= Exercise description =
Nothing in the records below should be altered when they are retyped.

= Records provided =
========================================================================

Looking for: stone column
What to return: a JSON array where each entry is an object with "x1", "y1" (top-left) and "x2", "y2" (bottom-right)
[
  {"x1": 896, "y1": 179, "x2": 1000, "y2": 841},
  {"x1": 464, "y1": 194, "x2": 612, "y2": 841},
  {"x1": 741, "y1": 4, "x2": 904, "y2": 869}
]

========================================================================

= Result of the task =
Looking for: stone column
What to return: a JSON array where each entry is an object with "x1", "y1" (top-left) and "x2", "y2" (bottom-right)
[
  {"x1": 896, "y1": 179, "x2": 1000, "y2": 841},
  {"x1": 464, "y1": 194, "x2": 612, "y2": 841},
  {"x1": 741, "y1": 4, "x2": 904, "y2": 869}
]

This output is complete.